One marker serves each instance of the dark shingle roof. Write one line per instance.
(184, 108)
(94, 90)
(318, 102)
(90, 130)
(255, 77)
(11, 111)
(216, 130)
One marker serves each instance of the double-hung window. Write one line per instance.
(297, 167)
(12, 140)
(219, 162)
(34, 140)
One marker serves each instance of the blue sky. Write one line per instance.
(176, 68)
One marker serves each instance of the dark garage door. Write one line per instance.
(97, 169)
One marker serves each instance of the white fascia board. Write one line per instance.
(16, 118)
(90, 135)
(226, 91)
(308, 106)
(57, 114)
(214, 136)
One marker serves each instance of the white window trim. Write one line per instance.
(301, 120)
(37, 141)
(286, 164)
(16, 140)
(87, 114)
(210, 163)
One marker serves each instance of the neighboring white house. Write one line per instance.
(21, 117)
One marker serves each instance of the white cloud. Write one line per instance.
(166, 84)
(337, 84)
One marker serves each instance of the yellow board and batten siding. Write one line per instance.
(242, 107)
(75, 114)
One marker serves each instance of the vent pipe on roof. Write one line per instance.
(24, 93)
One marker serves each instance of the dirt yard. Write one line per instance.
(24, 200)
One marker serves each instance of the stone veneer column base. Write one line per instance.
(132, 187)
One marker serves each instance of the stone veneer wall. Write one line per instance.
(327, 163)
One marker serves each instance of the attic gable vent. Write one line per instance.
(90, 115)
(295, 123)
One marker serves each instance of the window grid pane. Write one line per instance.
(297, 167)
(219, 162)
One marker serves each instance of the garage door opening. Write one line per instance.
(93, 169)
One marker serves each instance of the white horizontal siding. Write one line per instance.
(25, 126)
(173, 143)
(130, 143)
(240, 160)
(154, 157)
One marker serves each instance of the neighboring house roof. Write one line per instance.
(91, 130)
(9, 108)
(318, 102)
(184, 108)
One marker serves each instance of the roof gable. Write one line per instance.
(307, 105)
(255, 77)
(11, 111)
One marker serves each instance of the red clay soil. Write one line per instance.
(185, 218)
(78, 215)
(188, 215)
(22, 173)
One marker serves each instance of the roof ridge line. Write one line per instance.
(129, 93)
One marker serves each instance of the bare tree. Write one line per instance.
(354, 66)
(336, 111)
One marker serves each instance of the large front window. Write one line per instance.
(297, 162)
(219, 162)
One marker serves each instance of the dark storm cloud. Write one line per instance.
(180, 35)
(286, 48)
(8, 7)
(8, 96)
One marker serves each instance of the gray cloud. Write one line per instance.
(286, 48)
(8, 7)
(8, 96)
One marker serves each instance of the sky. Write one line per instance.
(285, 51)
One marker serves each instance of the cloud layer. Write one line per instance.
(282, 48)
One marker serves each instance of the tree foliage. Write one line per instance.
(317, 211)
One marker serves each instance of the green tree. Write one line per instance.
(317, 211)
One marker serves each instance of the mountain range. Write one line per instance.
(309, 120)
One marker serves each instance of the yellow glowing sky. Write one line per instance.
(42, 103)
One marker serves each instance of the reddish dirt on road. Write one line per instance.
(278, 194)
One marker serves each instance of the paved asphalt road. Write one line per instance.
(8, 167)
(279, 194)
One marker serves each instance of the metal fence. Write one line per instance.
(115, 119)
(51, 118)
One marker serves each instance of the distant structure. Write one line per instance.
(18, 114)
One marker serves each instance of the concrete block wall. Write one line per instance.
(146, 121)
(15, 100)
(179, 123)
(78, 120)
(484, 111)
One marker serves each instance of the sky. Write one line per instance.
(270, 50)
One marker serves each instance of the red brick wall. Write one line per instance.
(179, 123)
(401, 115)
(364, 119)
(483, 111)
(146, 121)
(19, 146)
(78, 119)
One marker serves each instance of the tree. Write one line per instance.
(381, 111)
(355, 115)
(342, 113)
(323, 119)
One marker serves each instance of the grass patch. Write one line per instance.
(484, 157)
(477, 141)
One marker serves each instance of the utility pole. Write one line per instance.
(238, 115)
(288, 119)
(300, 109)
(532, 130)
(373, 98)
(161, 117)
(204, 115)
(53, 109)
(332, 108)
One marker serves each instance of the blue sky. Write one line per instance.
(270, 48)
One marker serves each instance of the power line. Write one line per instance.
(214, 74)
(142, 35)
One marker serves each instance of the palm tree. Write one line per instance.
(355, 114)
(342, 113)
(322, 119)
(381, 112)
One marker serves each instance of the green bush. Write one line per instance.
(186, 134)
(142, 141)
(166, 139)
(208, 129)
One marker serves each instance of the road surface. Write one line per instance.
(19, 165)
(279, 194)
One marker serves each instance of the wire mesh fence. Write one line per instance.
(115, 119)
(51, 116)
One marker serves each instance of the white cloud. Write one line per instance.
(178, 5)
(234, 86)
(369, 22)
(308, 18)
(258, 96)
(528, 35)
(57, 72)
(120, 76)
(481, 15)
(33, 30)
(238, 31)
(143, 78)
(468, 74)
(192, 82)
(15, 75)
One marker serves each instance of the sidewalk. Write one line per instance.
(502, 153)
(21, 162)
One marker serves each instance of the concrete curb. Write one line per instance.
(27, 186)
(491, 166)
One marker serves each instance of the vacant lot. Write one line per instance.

..........

Copy all of the material above line for line, keeping every character unchanged.

Expected answer
One marker serves each instance of the dark shingle roof. Write one line per instance.
(184, 108)
(94, 90)
(318, 102)
(90, 130)
(255, 77)
(11, 111)
(216, 130)
One marker serves each instance of the double-hung window. Write one line per instance.
(297, 167)
(12, 140)
(219, 162)
(34, 140)
One marker serves each instance of the blue sky. Write one line per instance.
(176, 68)
One marker serves each instance of the dark garage door. Write one line per instance.
(97, 169)
One marker serves each instance of the white fascia board. Write one line per instance.
(16, 118)
(90, 135)
(226, 91)
(308, 106)
(57, 114)
(214, 136)
One marker serves each instance of the white window trim. Write one line per instance.
(301, 120)
(37, 141)
(286, 164)
(16, 140)
(87, 114)
(210, 163)
One marker serves each instance of the neighboring white house. Write one line per instance.
(21, 117)
One marker serves each instance of the white cloud. Write one line per instance.
(166, 84)
(337, 84)
One marker serves each instance of the yellow board and batten siding. Write one line per instance.
(242, 107)
(75, 114)
One marker serves each instance of the vent pipe on roof. Write one line per instance.
(24, 93)
One marker serves each instance of the dirt yard. Write one line per instance.
(24, 200)
One marker serves each instance of the stone veneer column base. Write one line per instance.
(132, 187)
One marker serves each instance of the stone veneer wall. Write one line per instance.
(327, 163)
One marker serves each instance of the attic gable vent. Write one line per instance.
(90, 115)
(295, 123)
One marker serves each instance of the window grid pane. Write one line per instance.
(297, 167)
(219, 162)
One marker serves each instance of the garage door opening. Write one line per instance.
(93, 169)
One marker serves each instance of the white horizontal siding. Write one line per instance.
(25, 126)
(173, 143)
(130, 143)
(240, 160)
(154, 157)
One marker serves each instance of the neighboring house roof. Write one line per instance.
(91, 130)
(9, 108)
(318, 102)
(184, 108)
One marker serves each instance of the roof gable. Write one line per instance.
(307, 105)
(255, 77)
(11, 111)
One marker serves each instance of the red clay soil. Write one line per instance.
(185, 218)
(78, 215)
(188, 215)
(22, 173)
One marker serves each instance of the roof ridge line. Write one line per instance.
(129, 93)
One marker serves each instance of the bare tree. Write one line per instance.
(354, 66)
(336, 111)
One marker serves each instance of the large front window. Write one line per instance.
(297, 162)
(219, 162)
One marker serves each instance of the dark storm cloud. Write one line per instance.
(180, 35)
(286, 48)
(8, 7)
(8, 96)
One marker serves each instance of the gray cloud. Write one line per instance.
(286, 48)
(8, 7)
(8, 96)
One marker serves each instance of the sky. Write one line per instance.
(285, 51)
One marker serves each instance of the cloud layer. Write one line per instance.
(282, 48)
One marker serves each instance of the tree foliage. Write one line per instance.
(317, 211)
One marker serves each instance of the green tree. Write one line per instance.
(317, 211)
One marker serves each instance of the mountain range. Write one line per instance.
(309, 120)
One marker serves each instance of the yellow glowing sky. Write one line per instance.
(42, 103)
One marker serves each instance of the reddish dirt on road. Write one line per instance.
(278, 194)
One marker serves each instance of the paved asphalt road. Write one line per instance.
(8, 167)
(279, 194)
One marker serves each instance of the metal fence. Write one line per instance.
(115, 119)
(51, 118)
One marker serves each instance of the distant structure. Write one line per instance.
(18, 114)
One marker serves each instance of the concrete block wall. Write one line per instance.
(146, 121)
(15, 100)
(179, 123)
(78, 120)
(484, 111)
One marker serves each instance of the sky. Write one line per instance.
(270, 50)
One marker serves each instance of the red brick wall. Write one line per instance.
(179, 123)
(401, 115)
(364, 119)
(483, 111)
(146, 121)
(19, 146)
(78, 119)
One marker serves each instance of the tree. Write one line per instance.
(381, 111)
(355, 115)
(342, 113)
(323, 119)
One marker serves each instance of the grass patch. Write one line per instance.
(484, 157)
(477, 141)
One marker serves each instance of the utility pole. Write one line per instance.
(238, 115)
(288, 119)
(300, 109)
(532, 130)
(373, 98)
(161, 117)
(204, 115)
(53, 109)
(332, 108)
One marker serves each instance of the blue sky. Write one line per instance.
(270, 48)
One marker serves each instance of the power line. Write one line per instance.
(214, 74)
(142, 35)
One marker serves each instance of the palm tree. Write one line per instance.
(355, 114)
(342, 113)
(322, 119)
(381, 112)
One marker serves each instance of the green bush. Write one line per instance.
(186, 134)
(142, 141)
(166, 139)
(208, 129)
One marker serves each instance of the road surface. Write one line per instance.
(19, 165)
(279, 194)
One marker serves each instance of the wire mesh fence. Write one line per instance.
(115, 119)
(51, 116)
One marker serves each instance of the white cloud. Write one line per instance.
(178, 5)
(234, 86)
(369, 22)
(308, 18)
(258, 96)
(528, 35)
(57, 72)
(120, 76)
(481, 15)
(33, 30)
(238, 31)
(143, 78)
(468, 74)
(192, 82)
(15, 75)
One marker serves each instance of the sidewalk. Write one line per instance.
(502, 153)
(21, 162)
One marker serves each instance of the concrete curb. Write one line per instance.
(27, 186)
(491, 166)
One marker serves each instance of the vacant lot. Write one line per instance.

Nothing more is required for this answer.